┌──
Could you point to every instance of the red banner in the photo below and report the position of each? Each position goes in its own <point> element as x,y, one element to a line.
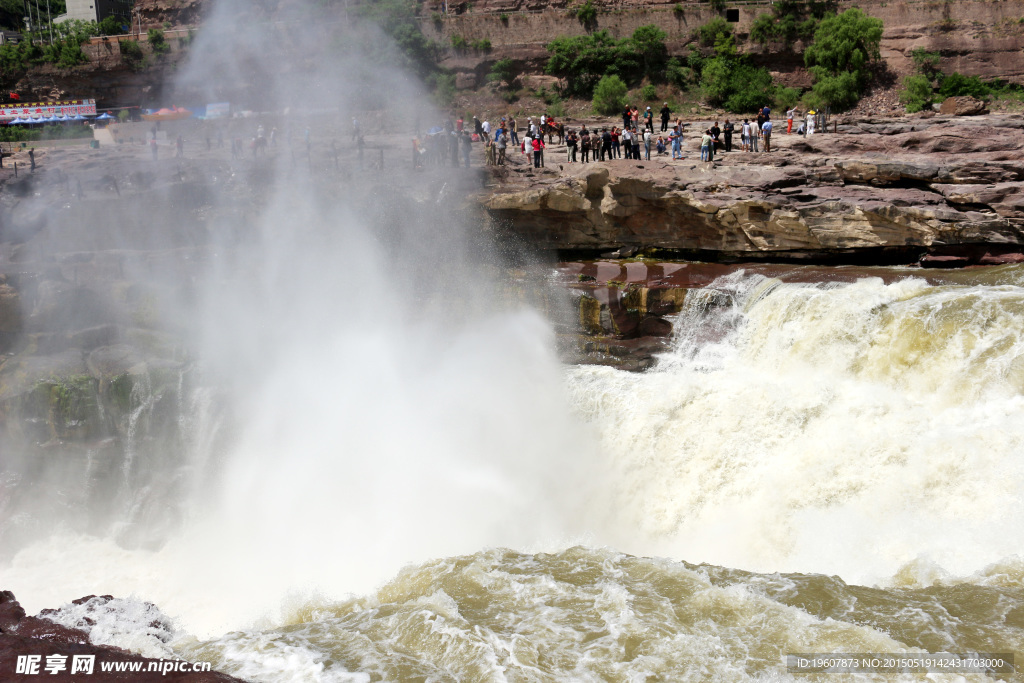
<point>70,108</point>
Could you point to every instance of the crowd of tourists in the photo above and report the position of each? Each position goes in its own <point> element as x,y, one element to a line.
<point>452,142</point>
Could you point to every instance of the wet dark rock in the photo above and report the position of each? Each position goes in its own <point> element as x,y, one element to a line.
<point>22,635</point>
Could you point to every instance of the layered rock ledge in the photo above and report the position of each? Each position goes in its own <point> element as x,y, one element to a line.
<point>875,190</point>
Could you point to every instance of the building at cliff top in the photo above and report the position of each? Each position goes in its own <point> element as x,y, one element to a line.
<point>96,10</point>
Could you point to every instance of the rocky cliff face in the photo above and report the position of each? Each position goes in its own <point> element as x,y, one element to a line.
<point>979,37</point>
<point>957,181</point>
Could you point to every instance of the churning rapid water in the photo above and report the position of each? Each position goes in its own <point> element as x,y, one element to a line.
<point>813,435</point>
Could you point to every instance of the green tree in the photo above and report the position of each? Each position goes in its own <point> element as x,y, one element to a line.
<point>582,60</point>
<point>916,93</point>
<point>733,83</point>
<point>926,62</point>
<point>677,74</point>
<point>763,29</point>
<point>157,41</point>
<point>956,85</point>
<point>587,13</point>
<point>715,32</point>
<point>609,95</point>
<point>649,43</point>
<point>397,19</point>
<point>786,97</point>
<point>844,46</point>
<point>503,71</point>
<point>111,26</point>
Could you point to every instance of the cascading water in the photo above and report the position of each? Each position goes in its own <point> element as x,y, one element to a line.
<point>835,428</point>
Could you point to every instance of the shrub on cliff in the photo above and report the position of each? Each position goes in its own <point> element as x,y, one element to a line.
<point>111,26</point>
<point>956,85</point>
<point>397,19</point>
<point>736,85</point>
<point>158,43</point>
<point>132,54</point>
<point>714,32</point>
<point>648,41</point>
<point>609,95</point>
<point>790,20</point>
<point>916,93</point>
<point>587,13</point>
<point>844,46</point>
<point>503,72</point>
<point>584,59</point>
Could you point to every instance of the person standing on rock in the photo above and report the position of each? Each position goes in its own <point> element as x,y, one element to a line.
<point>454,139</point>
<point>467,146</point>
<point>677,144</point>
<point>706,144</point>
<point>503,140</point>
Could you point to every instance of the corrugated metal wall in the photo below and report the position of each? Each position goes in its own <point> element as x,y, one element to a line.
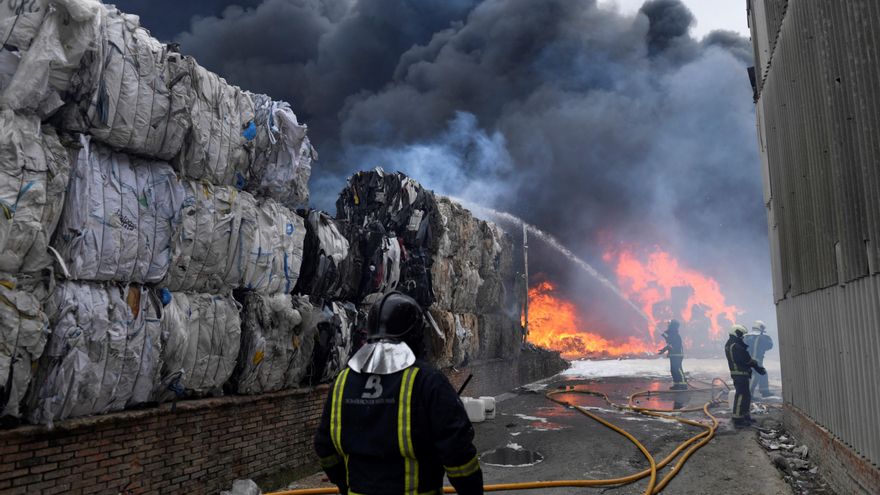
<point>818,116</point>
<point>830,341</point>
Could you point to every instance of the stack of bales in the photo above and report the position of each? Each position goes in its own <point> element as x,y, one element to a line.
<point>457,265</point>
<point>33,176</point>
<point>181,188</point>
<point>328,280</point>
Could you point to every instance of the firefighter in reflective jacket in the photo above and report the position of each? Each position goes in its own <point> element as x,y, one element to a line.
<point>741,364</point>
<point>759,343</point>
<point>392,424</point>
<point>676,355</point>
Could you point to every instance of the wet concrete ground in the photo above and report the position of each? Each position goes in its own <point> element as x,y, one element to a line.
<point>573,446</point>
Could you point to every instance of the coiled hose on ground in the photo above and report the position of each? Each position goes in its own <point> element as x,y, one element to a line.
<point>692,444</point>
└──
• _EXERCISE AIM_
For this exercise, print all of the entries exactly as they appear, but without pictures.

• _WRITTEN SOLUTION_
Could you point to every instance of the red banner in the photo below and report the position of each? Each position goes in its own <point> element as x,y, one element to a line.
<point>70,108</point>
Could you point to every instance of the crowd of tourists in the photo above and report the position of each? Each position goes in its own <point> element as x,y, one element to a line.
<point>452,142</point>
Could you point to every instance of the wet dark rock in the photo above and report the position of each? Each position goes in its own <point> element as x,y, one element to a line.
<point>22,635</point>
Could you point to every instance of the layered rock ledge in the photo above and report the position of each? Each position goes in its own <point> element as x,y, one element to a line.
<point>875,190</point>
Could you point to every instance of the building at cliff top in the photo above and report the position of each? Each position goes in its own <point> element as x,y, one element to a line.
<point>96,10</point>
Could you point to every instance of the rocky cliff face in the photo above and report the position of each? Each position goes in its own <point> element as x,y, one element to a line.
<point>979,37</point>
<point>957,181</point>
Could you point to every instance of the churning rapid water in the photo above and report the position of each? Each position goes in its own <point> element as x,y, one element to a line.
<point>813,435</point>
Could you point to every instance of the green tree in the photo above and report the position of each? Each position goes in its own <point> element as x,y, one element to a line.
<point>582,60</point>
<point>916,93</point>
<point>733,83</point>
<point>926,62</point>
<point>677,74</point>
<point>763,29</point>
<point>157,41</point>
<point>956,85</point>
<point>587,13</point>
<point>715,32</point>
<point>609,95</point>
<point>649,43</point>
<point>397,19</point>
<point>786,97</point>
<point>844,46</point>
<point>503,71</point>
<point>111,26</point>
Could you point to every instance of the cascading water in the photo above and report the position of each? Each position goes in its own <point> element as x,y, one element to a line.
<point>835,428</point>
Could you point to every instance of the shrub on cliff in the photo above and report the position of each? Each position goes in its own <point> element as x,y, one element to a line.
<point>111,26</point>
<point>956,85</point>
<point>397,19</point>
<point>736,85</point>
<point>158,43</point>
<point>132,54</point>
<point>714,32</point>
<point>648,41</point>
<point>609,95</point>
<point>790,20</point>
<point>916,93</point>
<point>587,13</point>
<point>844,46</point>
<point>503,72</point>
<point>584,59</point>
Could you point to every instance of the person standing on rock in the photo above and report the position of each? Each position goes in its own <point> element as x,y, one element to a line.
<point>454,139</point>
<point>467,146</point>
<point>677,144</point>
<point>706,144</point>
<point>503,140</point>
Could you point to every instance of the corrugated metal wall in the photo below and report the position of each? Each position goes in its own <point> element as x,y, one element to a line.
<point>818,116</point>
<point>830,341</point>
Could you point to every instance of the stack of bales in the photo above and report the position of each? Each position goes in its own <point> element as x,y, one element to a line.
<point>457,265</point>
<point>33,176</point>
<point>181,188</point>
<point>328,280</point>
Could you point to every instance of the firefighter in reflective jacket in the photo above and report the position of each? Each position goes in its own <point> element as x,y, one element to a line.
<point>741,364</point>
<point>759,343</point>
<point>392,424</point>
<point>676,355</point>
Could you point to every instance of the wet concrete ground in the photo above and report the position of each? Each position goes in its own <point> element as x,y, one element to a line.
<point>573,446</point>
Could you point to every instance of the coiled hose on ground in the photo above and report the position of each? Each position goes in its own <point> element as x,y, one element to a line.
<point>692,444</point>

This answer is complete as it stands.